Un viaje maravilloso...

El mundo del ferrocarril es, en ocasiones, un tanto árido, para qué negarlo. Cuando estudias las implicaciones que una línea ferroviaria cualquiera ha tenido en un territorio determinado siempre habrá quien rebatirá tus argumentos, adoptando una postura contraria a la que tú defiendes (y que curiosamente se puede justificar bibliográficamente). Los caminos de hierro se convierten, muchas veces, en sendas de exactitud enfermiza, en las que unas décimas de segundo o unos milímetros de más pueden estropear un magnífico trabajo de investigación. Siendo además el ferrocarril español terreno abonado a la elaboración de artículos, tesis doctorales y demás trabajos de epistemología histórica, los que nos hemos dedicado a ello siempre encontramos un pero. Al principio es difícil acostumbrarse a toda esta marea y contramarea de dimes, diretes, tirios, troyanos, digos, Diegos... Al final acostumbra uno a aceptar lo que le dicen (con ánimo de mejorar su trabajo) y a ir desdeñando, poco a poco, aquellos argumentos demenciales que siempre aparecen en un momento determinado y que, como los guiones de las películas malas, se sumergen en un eterno retorno al modo de Nietzsche. Algún día hablaré de mi némesis ferroviaria, que la tengo (y cuyo argumento favorito, siempre que puede, es decir en voz alta que el primer ferrocarril español es el de la isla de Cuba de 1837). Pero hoy quiero hablar de la otra cara de los caminos de hierro, esta vez no de yerro: de aquellos que, desinteresadamente, siempre están dispuestos a echarte una mano.
· · · · ·
▶ Qué se pide:
- a) Enumera las seis palabras con las que el fragmento sobre el ferrocarril describe la «marea y contramarea» de opiniones.
- b) Según el fragmento, ¿qué afirma en voz alta la némesis ferroviaria de quien escribe, siempre que puede?
- c) Resume en menos palabras el párrafo del fragmento que comienza con «El mundo del ferrocarril es», sin perder sus datos principales.
El listado no interviene en este ejercicio.

▶ Datos disponibles:
· · · · ·
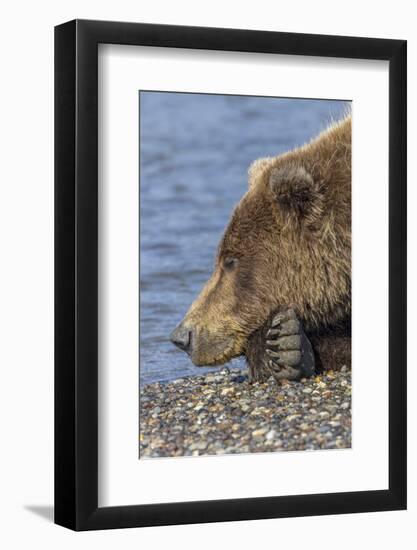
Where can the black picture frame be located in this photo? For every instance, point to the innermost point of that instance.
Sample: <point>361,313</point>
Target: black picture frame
<point>76,272</point>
· · · · ·
▶ Respuestas del ejercicio:
- a) dimes, diretes, tirios, troyanos, digos, Diegos

- b) Que el primer ferrocarril español es el de la isla de Cuba de 1837.

- c) El mundo del ferrocarril puede resultar árido. Cualquier argumento sobre una línea encuentra quien lo rebata, a veces con respaldo bibliográfico. Además, se exige tanta exactitud que unas décimas de segundo o unos milímetros pueden estropear una investigación. Como el ferrocarril español ha dado lugar a numerosos artículos y tesis doctorales, siempre aparece alguna objeción. Con el tiempo se aprende a aceptar las críticas que buscan mejorar el trabajo y a descartar los argumentos disparatados que reaparecen una y otra vez. Entre esos argumentos está el favorito de una némesis: que el primer ferrocarril español es el de Cuba de 1837. Frente a todo ello, el texto quiere hablar hoy de quienes siempre ayudan desinteresadamente.